§ **Texto de origem**:
========================================

Continuava agora a manter o meu ritmo vivo. Conseguia respirar bem e ser constante. A unica excepção… Há um tipo que me vindo de trás me dá um valente encontrão para passar. Ainda não me tinha apercebido do que tinha acontecido e sou ATROPELADO por outro atleta que me passou literalmente por cima. Puxou-me um pé, passou-me por cima das pernas, do cu, das costas e depois da cabeça, empurrando-me para baixo. Esta valeu uns 4 ou 5 pirolitos e um valente: “Oh c….., filha da p….!!!!” Quando olhei, vi que era uma parelha. Um deles era cego, o outro era o guia. Estavam ali a tentar bater o record mundial de Ironman para cegos. Faceis de reconhecer porque eram os unicos de toca vermelha… E iam presos um ao outro por um cabo. Enfim… Achei que ele já tinha azar que chegue na vida e deixei de lhe chamar nomes.

========================================

§ **Dados fornecidos**:
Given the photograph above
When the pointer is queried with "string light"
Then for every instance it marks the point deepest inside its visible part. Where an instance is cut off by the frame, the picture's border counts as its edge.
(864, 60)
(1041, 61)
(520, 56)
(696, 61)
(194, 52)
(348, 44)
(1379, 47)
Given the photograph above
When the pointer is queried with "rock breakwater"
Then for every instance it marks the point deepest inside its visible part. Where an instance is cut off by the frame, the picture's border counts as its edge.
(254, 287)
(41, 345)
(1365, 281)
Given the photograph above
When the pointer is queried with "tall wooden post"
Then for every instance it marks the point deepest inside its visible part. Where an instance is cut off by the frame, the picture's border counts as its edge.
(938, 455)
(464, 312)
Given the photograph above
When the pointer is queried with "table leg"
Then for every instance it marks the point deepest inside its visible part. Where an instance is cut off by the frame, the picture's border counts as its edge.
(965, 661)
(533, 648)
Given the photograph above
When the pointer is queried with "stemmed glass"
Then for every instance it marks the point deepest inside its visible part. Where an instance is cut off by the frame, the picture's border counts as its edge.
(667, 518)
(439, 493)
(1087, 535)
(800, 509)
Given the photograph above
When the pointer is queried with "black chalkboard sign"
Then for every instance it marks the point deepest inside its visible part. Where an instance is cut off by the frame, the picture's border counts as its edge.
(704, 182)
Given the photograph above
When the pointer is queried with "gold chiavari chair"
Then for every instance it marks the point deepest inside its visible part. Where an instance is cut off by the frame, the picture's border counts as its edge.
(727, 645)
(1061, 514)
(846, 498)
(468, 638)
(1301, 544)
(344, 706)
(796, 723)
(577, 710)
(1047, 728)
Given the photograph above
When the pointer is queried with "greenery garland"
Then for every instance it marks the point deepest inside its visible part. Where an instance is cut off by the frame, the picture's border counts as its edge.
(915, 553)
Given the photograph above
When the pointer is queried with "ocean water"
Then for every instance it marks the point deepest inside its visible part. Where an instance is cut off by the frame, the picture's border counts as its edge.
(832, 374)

========================================

§ **Ações pedidas**:
a) Segundo o texto de origem, o que prendia um ao outro os dois atletas da parelha?
b) Copie do texto de origem o trecho que abre com as palavras que contêm "Continuava agora a" e fecha com "lhe chamar nomes.".

§ **Resultados do exercício**:
a) Um cabo.

b)
Continuava agora a manter o meu ritmo vivo. Conseguia respirar bem e ser constante. A unica excepção… Há um tipo que me vindo de trás me dá um valente encontrão para passar. Ainda não me tinha apercebido do que tinha acontecido e sou ATROPELADO por outro atleta que me passou literalmente por cima. Puxou-me um pé, passou-me por cima das pernas, do cu, das costas e depois da cabeça, empurrando-me para baixo. Esta valeu uns 4 ou 5 pirolitos e um valente: “Oh c….., filha da p….!!!!” Quando olhei, vi que era uma parelha. Um deles era cego, o outro era o guia. Estavam ali a tentar bater o record mundial de Ironman para cegos. Faceis de reconhecer porque eram os unicos de toca vermelha… E iam presos um ao outro por um cabo. Enfim… Achei que ele já tinha azar que chegue na vida e deixei de lhe chamar nomes.